What to produce: Turn every line of the data below into a JSON list of strings, with one string per line. Leave out blank lines and the pictures.

▽

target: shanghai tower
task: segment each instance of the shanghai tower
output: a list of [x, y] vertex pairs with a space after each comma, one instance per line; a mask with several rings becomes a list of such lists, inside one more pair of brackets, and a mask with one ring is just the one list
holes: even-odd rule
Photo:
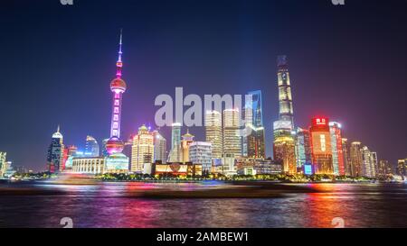
[[294, 111], [292, 106], [291, 83], [286, 56], [277, 59], [277, 77], [279, 87], [279, 120], [274, 123], [274, 159], [283, 165], [288, 174], [297, 173]]

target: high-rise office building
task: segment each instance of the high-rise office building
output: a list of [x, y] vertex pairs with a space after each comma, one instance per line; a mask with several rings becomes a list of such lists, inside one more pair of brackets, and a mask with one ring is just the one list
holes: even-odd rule
[[166, 140], [160, 134], [158, 130], [153, 132], [154, 137], [154, 161], [161, 160], [166, 162]]
[[278, 63], [278, 84], [279, 84], [279, 118], [282, 121], [290, 122], [294, 129], [294, 110], [291, 96], [291, 82], [289, 79], [289, 63], [286, 56], [279, 56]]
[[297, 173], [296, 142], [293, 136], [294, 111], [289, 66], [286, 56], [277, 59], [279, 86], [279, 120], [274, 123], [274, 159], [283, 165], [285, 173]]
[[168, 156], [169, 162], [181, 161], [181, 123], [175, 123], [171, 131], [171, 150]]
[[48, 148], [47, 167], [51, 173], [58, 173], [63, 161], [63, 136], [60, 132], [60, 126], [57, 132], [52, 134], [51, 144]]
[[239, 109], [223, 110], [223, 156], [241, 156], [241, 115]]
[[212, 143], [194, 141], [189, 145], [189, 160], [194, 164], [202, 164], [203, 171], [212, 171]]
[[311, 142], [309, 141], [309, 131], [297, 128], [296, 135], [296, 159], [297, 168], [302, 169], [306, 163], [312, 162]]
[[379, 160], [377, 165], [377, 178], [386, 178], [390, 175], [393, 175], [393, 169], [390, 162], [386, 159]]
[[3, 177], [7, 168], [6, 157], [6, 152], [0, 152], [0, 177]]
[[401, 159], [397, 161], [397, 175], [402, 176], [402, 179], [407, 175], [407, 159]]
[[85, 157], [99, 157], [99, 144], [96, 139], [92, 136], [86, 137], [85, 143]]
[[122, 77], [122, 33], [120, 32], [120, 41], [118, 44], [118, 59], [116, 62], [116, 77], [110, 82], [110, 90], [113, 93], [112, 114], [110, 124], [110, 138], [106, 142], [105, 148], [108, 152], [106, 159], [105, 172], [122, 173], [128, 171], [128, 157], [122, 153], [125, 143], [120, 139], [121, 127], [121, 108], [122, 97], [126, 92], [126, 82]]
[[350, 159], [352, 162], [352, 176], [362, 177], [364, 159], [362, 156], [362, 143], [353, 141], [350, 147]]
[[131, 148], [131, 171], [143, 172], [144, 165], [153, 163], [154, 136], [146, 125], [138, 128], [138, 134], [133, 138]]
[[181, 159], [183, 163], [189, 162], [189, 146], [194, 142], [194, 135], [189, 133], [187, 130], [186, 134], [183, 135], [181, 141]]
[[335, 175], [345, 175], [341, 128], [342, 126], [338, 123], [329, 123], [329, 132], [331, 133], [332, 160], [334, 164]]
[[329, 119], [312, 119], [311, 128], [312, 164], [316, 174], [334, 174], [332, 141], [329, 132]]
[[370, 151], [367, 146], [364, 146], [361, 151], [363, 161], [362, 165], [363, 176], [368, 178], [375, 178], [377, 169], [377, 154], [375, 152]]
[[110, 138], [106, 142], [106, 150], [109, 155], [121, 153], [124, 148], [124, 142], [120, 140], [121, 126], [121, 107], [123, 93], [126, 92], [126, 82], [121, 78], [122, 76], [122, 34], [120, 33], [118, 59], [116, 62], [116, 77], [110, 82], [110, 90], [113, 93], [112, 114], [110, 124]]
[[347, 139], [342, 139], [342, 153], [344, 155], [345, 175], [353, 177], [352, 161], [350, 156], [350, 146]]
[[217, 111], [205, 113], [206, 141], [212, 143], [212, 157], [221, 159], [222, 156], [223, 139], [222, 134], [222, 114]]
[[266, 158], [261, 91], [251, 91], [251, 100], [244, 107], [245, 132], [242, 136], [242, 155]]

△

Output for this exercise:
[
  "target: shanghai tower",
  "task: segment each instance of the shanghai tower",
  "output: a list of [x, y] vertex pairs with a space after each comma, one instance per line; a mask with several rings becomes a list of such lists, inside one more pair of brackets, and a mask with one ring is just the one list",
  "holes: even-odd rule",
  "Photo:",
  "[[294, 111], [292, 106], [291, 83], [286, 56], [277, 59], [277, 77], [279, 87], [279, 120], [274, 123], [274, 159], [283, 165], [288, 174], [297, 173]]",
  "target: high-rise office building",
  "task: segment each instance of the high-rise office building",
  "output: a list of [x, y] vertex pairs with a space after each comma, one instance per line; a mask with several rings becomes a list of such lists, inside one more pair of brackets, and a mask with one ring is just the one list",
  "holes: even-odd rule",
  "[[166, 140], [160, 134], [158, 130], [153, 132], [154, 137], [154, 161], [161, 160], [166, 162]]",
  "[[278, 63], [278, 84], [279, 84], [279, 118], [282, 121], [290, 122], [294, 129], [294, 110], [291, 96], [291, 82], [289, 79], [289, 63], [286, 56], [279, 56]]",
  "[[297, 173], [296, 142], [293, 136], [294, 111], [289, 66], [286, 56], [277, 59], [279, 86], [279, 120], [274, 123], [274, 159], [283, 165], [285, 173]]",
  "[[168, 156], [169, 162], [181, 161], [181, 123], [175, 123], [171, 131], [171, 150]]",
  "[[48, 148], [47, 167], [51, 173], [58, 173], [63, 161], [63, 136], [60, 132], [60, 126], [57, 132], [52, 134], [51, 144]]",
  "[[239, 109], [223, 110], [223, 156], [241, 156], [241, 115]]",
  "[[212, 143], [194, 141], [189, 145], [189, 160], [194, 164], [202, 164], [203, 171], [212, 171]]",
  "[[311, 142], [309, 141], [309, 131], [297, 128], [296, 135], [296, 159], [297, 168], [302, 169], [306, 163], [312, 162]]",
  "[[379, 160], [377, 165], [377, 178], [386, 178], [390, 175], [393, 175], [393, 169], [390, 162], [386, 159]]",
  "[[3, 177], [7, 168], [6, 157], [6, 152], [0, 152], [0, 177]]",
  "[[401, 159], [397, 161], [397, 175], [402, 176], [402, 179], [407, 175], [407, 159]]",
  "[[85, 157], [99, 157], [99, 144], [96, 139], [92, 136], [86, 137], [85, 143]]",
  "[[122, 77], [122, 33], [120, 32], [120, 41], [118, 44], [118, 59], [116, 62], [116, 77], [110, 82], [110, 90], [113, 93], [112, 114], [110, 124], [110, 138], [106, 142], [105, 148], [108, 152], [106, 159], [105, 172], [122, 173], [128, 171], [128, 157], [122, 153], [125, 143], [120, 139], [121, 127], [121, 108], [122, 97], [126, 92], [126, 82]]",
  "[[350, 159], [352, 162], [352, 176], [362, 177], [364, 159], [362, 156], [362, 143], [353, 141], [350, 147]]",
  "[[131, 148], [131, 171], [143, 172], [144, 165], [153, 163], [154, 136], [146, 125], [138, 128], [138, 134], [133, 138]]",
  "[[181, 159], [183, 163], [189, 162], [189, 146], [194, 142], [194, 135], [189, 133], [187, 130], [186, 134], [183, 135], [181, 141]]",
  "[[335, 175], [345, 175], [341, 128], [342, 126], [338, 123], [329, 123], [329, 132], [331, 133], [332, 160], [334, 164]]",
  "[[329, 119], [312, 119], [311, 128], [312, 164], [316, 174], [334, 174], [332, 141], [329, 132]]",
  "[[370, 151], [367, 146], [364, 146], [361, 151], [363, 161], [362, 165], [363, 176], [368, 178], [375, 178], [377, 169], [377, 154], [375, 152]]",
  "[[110, 138], [106, 142], [106, 150], [109, 155], [121, 153], [124, 148], [124, 142], [120, 140], [121, 126], [121, 107], [123, 93], [126, 92], [126, 82], [121, 78], [122, 76], [122, 34], [120, 33], [118, 59], [116, 62], [116, 77], [110, 82], [110, 90], [113, 93], [112, 114], [110, 124]]",
  "[[347, 139], [342, 139], [342, 153], [344, 155], [345, 175], [353, 177], [352, 161], [350, 156], [350, 146]]",
  "[[217, 111], [205, 113], [206, 141], [212, 143], [212, 157], [221, 159], [222, 156], [223, 139], [222, 134], [222, 114]]",
  "[[266, 158], [261, 91], [251, 91], [251, 100], [244, 107], [245, 132], [242, 136], [242, 155]]"
]